• [Les consignes]
**a)** Extrayez de l'article sur Philippe Djian le passage qui commence à "Les télé-romans de" et se termine à "trente-sixième degré.".
**b)** Selon l'article sur Philippe Djian, combien de volumes l'auteur imagine-t-il au total pour «Doggy bag» ?
**c)** Rédigez la suite de l'article sur Philippe Djian, à partir de sa dernière phrase.

• [Extrait fourni]
---

Les télé-romans de Djian
Philippe Djian poursuit son projet de série télévisée,
mais en mots.
Curieux projet: Philippe Djian s'est lancé dans une série de romans sur
le moule des séries télévisées les plus populaires. Il avait déjà
publié «Doggy bag, saison 1 ». Quelques mois à peine plus tard, voilà
«Doggy bag, saison 2 », un livre à prendre à nouveau au second, voire au
trente-sixième degré.
Amusé lui-même par l'aventure, il annonce encore quatre autres volumes,
quatre saisons supplémentaires de «Doggy bag» qui seront publiées d'ici
2008. «Doggy bag», c'est, comme chacun le sait, le sac dans lequel les
restaurants américains vous donnent tous les restes non consommés de votre
repas. Pour le chien.
Philippe Djian imagine six volumes pour raconter les tribulations d'une
famille particulièrement déjantée sur le mode de «Dallas» et autres «Dynasty».

---

• [Lignes]

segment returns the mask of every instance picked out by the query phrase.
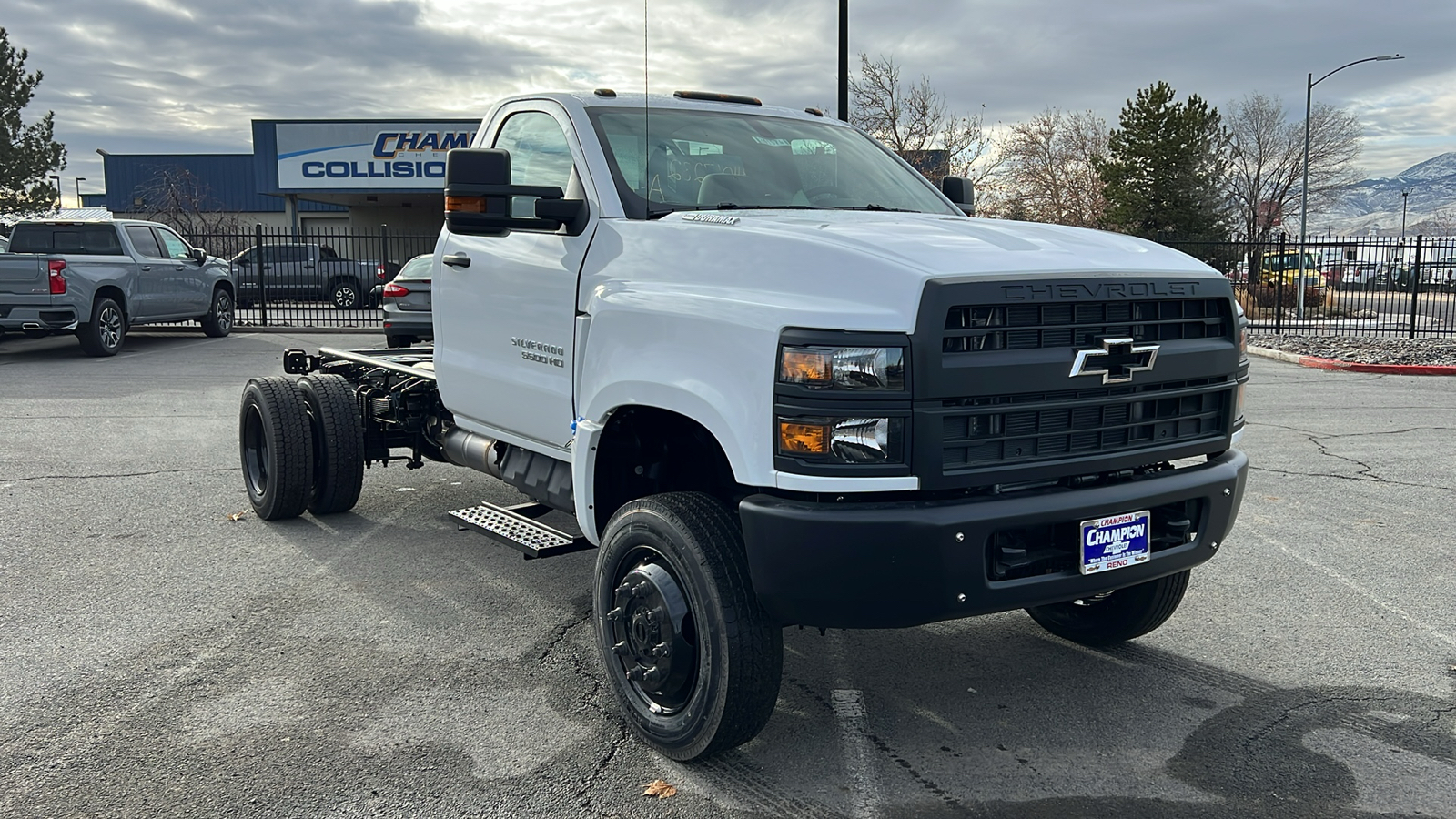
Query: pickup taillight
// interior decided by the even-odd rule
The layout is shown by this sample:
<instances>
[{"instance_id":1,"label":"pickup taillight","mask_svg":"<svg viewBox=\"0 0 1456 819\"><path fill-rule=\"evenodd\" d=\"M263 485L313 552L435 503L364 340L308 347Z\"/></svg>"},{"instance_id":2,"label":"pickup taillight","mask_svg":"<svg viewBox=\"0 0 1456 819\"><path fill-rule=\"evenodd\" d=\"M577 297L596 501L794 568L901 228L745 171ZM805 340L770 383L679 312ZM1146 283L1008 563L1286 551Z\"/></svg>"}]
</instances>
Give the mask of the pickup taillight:
<instances>
[{"instance_id":1,"label":"pickup taillight","mask_svg":"<svg viewBox=\"0 0 1456 819\"><path fill-rule=\"evenodd\" d=\"M66 294L66 259L51 259L51 296Z\"/></svg>"}]
</instances>

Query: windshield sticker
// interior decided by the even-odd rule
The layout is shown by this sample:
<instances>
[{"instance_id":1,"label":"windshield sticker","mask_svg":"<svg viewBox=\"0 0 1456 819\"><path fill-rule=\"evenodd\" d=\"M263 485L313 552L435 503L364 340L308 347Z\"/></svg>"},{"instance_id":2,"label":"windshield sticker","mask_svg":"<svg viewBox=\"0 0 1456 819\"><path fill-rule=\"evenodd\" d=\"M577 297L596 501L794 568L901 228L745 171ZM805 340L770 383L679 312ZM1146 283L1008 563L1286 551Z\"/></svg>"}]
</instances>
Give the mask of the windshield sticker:
<instances>
[{"instance_id":1,"label":"windshield sticker","mask_svg":"<svg viewBox=\"0 0 1456 819\"><path fill-rule=\"evenodd\" d=\"M684 213L683 222L706 222L709 224L738 224L738 217L724 216L721 213Z\"/></svg>"}]
</instances>

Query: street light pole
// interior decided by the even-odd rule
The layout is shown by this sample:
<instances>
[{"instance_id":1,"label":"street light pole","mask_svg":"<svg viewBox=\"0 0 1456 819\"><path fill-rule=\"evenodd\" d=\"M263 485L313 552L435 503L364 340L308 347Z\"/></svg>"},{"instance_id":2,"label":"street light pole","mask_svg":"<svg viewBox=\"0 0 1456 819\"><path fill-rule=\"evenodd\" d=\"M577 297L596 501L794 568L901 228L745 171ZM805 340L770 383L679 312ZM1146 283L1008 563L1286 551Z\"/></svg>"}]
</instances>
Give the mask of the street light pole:
<instances>
[{"instance_id":1,"label":"street light pole","mask_svg":"<svg viewBox=\"0 0 1456 819\"><path fill-rule=\"evenodd\" d=\"M1350 66L1358 66L1360 63L1385 63L1386 60L1405 60L1399 54L1382 54L1379 57L1366 57L1364 60L1356 60L1353 63L1345 63L1344 66L1329 71L1324 77L1315 79L1315 73L1310 71L1305 76L1305 187L1299 192L1299 284L1296 290L1296 297L1299 300L1299 309L1296 315L1305 318L1305 226L1309 223L1309 115L1310 103L1315 96L1315 86L1328 80L1331 74L1344 71Z\"/></svg>"}]
</instances>

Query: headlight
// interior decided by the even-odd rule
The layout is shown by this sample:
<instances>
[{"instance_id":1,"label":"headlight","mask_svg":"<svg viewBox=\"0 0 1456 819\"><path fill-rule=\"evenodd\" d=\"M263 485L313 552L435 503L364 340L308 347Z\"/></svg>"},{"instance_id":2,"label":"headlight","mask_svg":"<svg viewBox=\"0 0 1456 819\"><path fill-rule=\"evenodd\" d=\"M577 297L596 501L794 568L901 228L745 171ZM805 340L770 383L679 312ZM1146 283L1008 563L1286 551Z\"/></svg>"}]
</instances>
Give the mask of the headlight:
<instances>
[{"instance_id":1,"label":"headlight","mask_svg":"<svg viewBox=\"0 0 1456 819\"><path fill-rule=\"evenodd\" d=\"M783 347L779 382L811 389L903 392L904 347Z\"/></svg>"},{"instance_id":2,"label":"headlight","mask_svg":"<svg viewBox=\"0 0 1456 819\"><path fill-rule=\"evenodd\" d=\"M904 463L904 418L779 417L779 455L821 463Z\"/></svg>"}]
</instances>

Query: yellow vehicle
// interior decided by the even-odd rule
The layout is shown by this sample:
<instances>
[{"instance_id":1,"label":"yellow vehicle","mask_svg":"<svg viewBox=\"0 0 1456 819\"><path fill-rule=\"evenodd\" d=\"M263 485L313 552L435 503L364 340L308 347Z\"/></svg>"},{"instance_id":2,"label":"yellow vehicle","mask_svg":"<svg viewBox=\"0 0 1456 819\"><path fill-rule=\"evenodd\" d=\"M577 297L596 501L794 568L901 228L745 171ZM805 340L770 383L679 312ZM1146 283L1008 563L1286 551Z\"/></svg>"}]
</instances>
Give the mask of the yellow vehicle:
<instances>
[{"instance_id":1,"label":"yellow vehicle","mask_svg":"<svg viewBox=\"0 0 1456 819\"><path fill-rule=\"evenodd\" d=\"M1324 287L1325 277L1319 270L1315 254L1305 252L1305 287ZM1287 287L1293 287L1299 280L1299 251L1271 251L1259 258L1259 284L1273 287L1280 278Z\"/></svg>"}]
</instances>

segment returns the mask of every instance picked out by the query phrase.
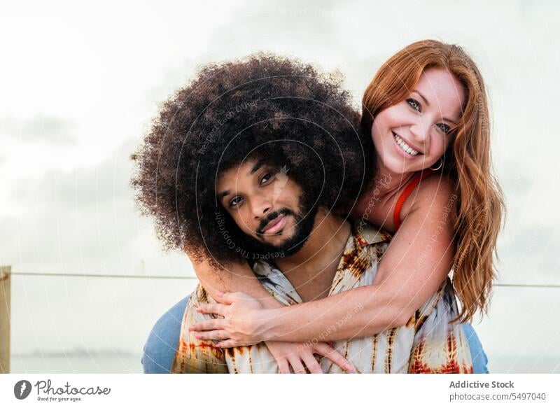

---

• [Réponses aux consignes]
**a)**
Les télé-romans de Djian
Philippe Djian poursuit son projet de série télévisée,
mais en mots.
Curieux projet: Philippe Djian s'est lancé dans une série de romans sur
le moule des séries télévisées les plus populaires. Il avait déjà
publié «Doggy bag, saison 1 ». Quelques mois à peine plus tard, voilà
«Doggy bag, saison 2 », un livre à prendre à nouveau au second, voire au
trente-sixième degré.

**b)** Six volumes.

**c)**
Djian est un romancier qui veut coller au plus près de son époque,
adaptant son écriture et son fil romanesque à la société dans laquelle
il vit pour mieux la dénoncer, et pour mieux parler des hommes et des
femmes qui y survivent avec leurs émois, leurs sensibilités et leurs
ridicules. Tout le monde a encore en tête son roman «37 °2 le matin» qui
donna lieu à un célèbre film.
UN DÉLUGE SUR LA VILLE
Il adapte ici, au roman, les trucs et usages des séries télévisées américaines,
les pimente de télé-réalité et de soap brésilien. Cela ne vole jamais
très haut. Les amateurs de littérature plus raffinée se détourneront de
«Doggy bag», mais ils perdront alors ce reflet cruel, caricatural et décapant
d'une certaine société américanisée, proche du néant intellectuel.
On retrouve dans «Doggy bag 2 » les protagonistes du premier opus. Deux
frères riches, gestionnaires d'un magasin de voitures de luxe. Ils
multiplient les ennuis avec leurs maîtresses et leurs enfants putatifs.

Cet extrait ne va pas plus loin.